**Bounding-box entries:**
------------------------------------------------------------

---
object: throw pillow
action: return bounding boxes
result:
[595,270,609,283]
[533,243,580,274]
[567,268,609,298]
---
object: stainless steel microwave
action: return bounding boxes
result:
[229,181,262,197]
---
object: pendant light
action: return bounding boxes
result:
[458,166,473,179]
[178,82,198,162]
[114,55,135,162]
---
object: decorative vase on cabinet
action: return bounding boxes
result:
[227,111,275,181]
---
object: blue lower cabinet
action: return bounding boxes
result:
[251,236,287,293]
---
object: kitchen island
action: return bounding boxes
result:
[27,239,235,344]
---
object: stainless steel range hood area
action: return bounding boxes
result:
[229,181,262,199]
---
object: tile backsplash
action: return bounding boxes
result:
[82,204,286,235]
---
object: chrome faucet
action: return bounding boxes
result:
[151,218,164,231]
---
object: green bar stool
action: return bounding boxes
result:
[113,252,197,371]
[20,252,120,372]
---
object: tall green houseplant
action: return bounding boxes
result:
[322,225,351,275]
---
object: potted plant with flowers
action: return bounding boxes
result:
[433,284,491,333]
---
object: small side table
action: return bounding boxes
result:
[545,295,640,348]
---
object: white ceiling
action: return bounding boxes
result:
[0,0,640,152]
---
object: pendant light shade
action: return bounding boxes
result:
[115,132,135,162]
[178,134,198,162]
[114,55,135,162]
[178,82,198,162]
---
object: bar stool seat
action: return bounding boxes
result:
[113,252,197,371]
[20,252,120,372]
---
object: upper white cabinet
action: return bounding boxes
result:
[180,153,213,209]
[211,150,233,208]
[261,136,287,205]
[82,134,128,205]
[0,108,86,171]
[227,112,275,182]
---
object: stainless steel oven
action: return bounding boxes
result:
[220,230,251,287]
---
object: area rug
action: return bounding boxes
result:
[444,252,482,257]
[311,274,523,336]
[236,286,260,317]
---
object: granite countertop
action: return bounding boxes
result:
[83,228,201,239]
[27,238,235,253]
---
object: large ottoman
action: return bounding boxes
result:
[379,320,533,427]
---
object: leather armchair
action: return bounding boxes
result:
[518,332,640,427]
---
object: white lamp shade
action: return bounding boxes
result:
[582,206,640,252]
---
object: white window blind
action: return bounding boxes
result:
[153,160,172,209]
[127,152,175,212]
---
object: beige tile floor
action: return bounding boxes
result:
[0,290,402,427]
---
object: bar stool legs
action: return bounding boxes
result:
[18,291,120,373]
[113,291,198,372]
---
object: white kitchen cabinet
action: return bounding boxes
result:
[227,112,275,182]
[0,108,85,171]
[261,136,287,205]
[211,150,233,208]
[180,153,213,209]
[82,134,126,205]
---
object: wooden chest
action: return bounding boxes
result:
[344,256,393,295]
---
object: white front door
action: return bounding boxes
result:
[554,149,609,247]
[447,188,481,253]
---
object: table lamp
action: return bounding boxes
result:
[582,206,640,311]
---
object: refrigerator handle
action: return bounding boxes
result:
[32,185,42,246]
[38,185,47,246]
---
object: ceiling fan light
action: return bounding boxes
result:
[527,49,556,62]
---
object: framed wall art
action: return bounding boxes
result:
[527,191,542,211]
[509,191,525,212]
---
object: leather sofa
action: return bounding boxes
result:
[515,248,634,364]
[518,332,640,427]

------------------------------------------------------------

**EXERCISE DIRECTIONS:** Convert every entry above into a two-column CSV with the header row request,boxes. Each entry gets one row, with its text under request and its answer under boxes, every field in double quotes, and line breaks inside a field turned into spaces.

**SOLUTION BELOW:**
request,boxes
"--- object: throw pillow action: return bounding boxes result:","[595,270,609,283] [533,243,580,274] [567,268,609,298]"
"--- object: stainless steel microwave action: return bounding boxes result:","[229,181,262,197]"
"--- object: pendant light action: return bounding boxes result:","[458,166,473,179] [178,82,198,162] [114,55,135,162]"
"--- object: decorative vase on cabinet action: return bounding boxes result:","[227,111,275,181]"
"--- object: blue lower cabinet action: return bounding boxes result:","[251,236,287,293]"
"--- object: kitchen island action: return bounding boxes result:","[27,239,235,344]"
"--- object: stainless steel range hood area action: return bounding boxes result:","[229,181,262,199]"
"--- object: tile backsplash action: return bounding boxes result:","[82,204,286,235]"
"--- object: chrome faucet action: return bounding boxes result:","[151,218,164,231]"
"--- object: green bar stool action: return bounding boxes result:","[113,252,197,371] [20,252,120,372]"
"--- object: tall green houseplant action: return bounding boxes result:","[322,225,351,275]"
"--- object: potted plant with flowers action: return bounding boxes result:","[433,284,491,333]"
"--- object: small side table action: return bounding boxes result:","[545,295,640,348]"
"--- object: white ceiling action: return bounding boxes result:","[0,0,640,152]"
"--- object: pendant light shade action: return bounding boxes result:","[115,132,135,162] [178,134,198,162] [114,55,135,162] [178,82,198,162]"
"--- object: bar stool seat action: return bounding boxes result:","[113,252,197,371] [20,252,120,372]"
"--- object: upper white cabinet action: return bounding boxes result:","[180,153,213,209] [211,150,233,208] [261,136,287,205] [82,134,128,205] [0,108,86,171] [227,112,275,182]"
"--- object: stainless steel oven action: return bounding boxes result:","[220,230,251,287]"
"--- object: area rug action: return bounding boxes result:","[444,252,482,257] [311,274,523,336] [236,286,260,317]"
"--- object: granite countertop action: return bounding boxes result:","[83,228,201,239] [27,238,235,253]"
"--- object: large ottoman action: return bounding boxes result:","[379,320,533,427]"
"--- object: leather armchair action: return bounding boxes result:","[518,332,640,427]"
"--- object: white lamp shade action: return bounding boxes result:","[582,206,640,252]"
"--- object: white window blind action: return bounding boxes result:","[153,160,172,209] [127,152,175,212]"
"--- object: beige tile floor action: return bounding boxes result:","[0,290,402,427]"
"--- object: bar stool legs action: return bounding boxes result:","[18,291,120,373] [113,291,198,372]"
"--- object: white kitchen cabinet action: return bounding boxes result:","[227,112,275,182] [0,108,85,171] [261,136,287,205] [211,150,233,208] [180,153,213,209] [82,134,126,205]"
"--- object: wooden chest action: return bounding boxes result:","[344,256,393,295]"
"--- object: white front door action: return bounding boxes result:","[554,149,609,247] [447,188,481,253]"
"--- object: table lamp action: return bounding boxes result:","[582,206,640,311]"
"--- object: refrigerator handle action: return bounding boxes result:","[32,185,42,246] [38,185,47,246]"
"--- object: ceiling fan light action: return bounding boxes result:","[527,49,556,62]"
"--- object: framed wall art action: return bounding boxes result:","[527,191,542,211] [509,191,525,212]"
"--- object: leather sofa action: return bounding boxes result:","[515,248,634,364] [518,332,640,427]"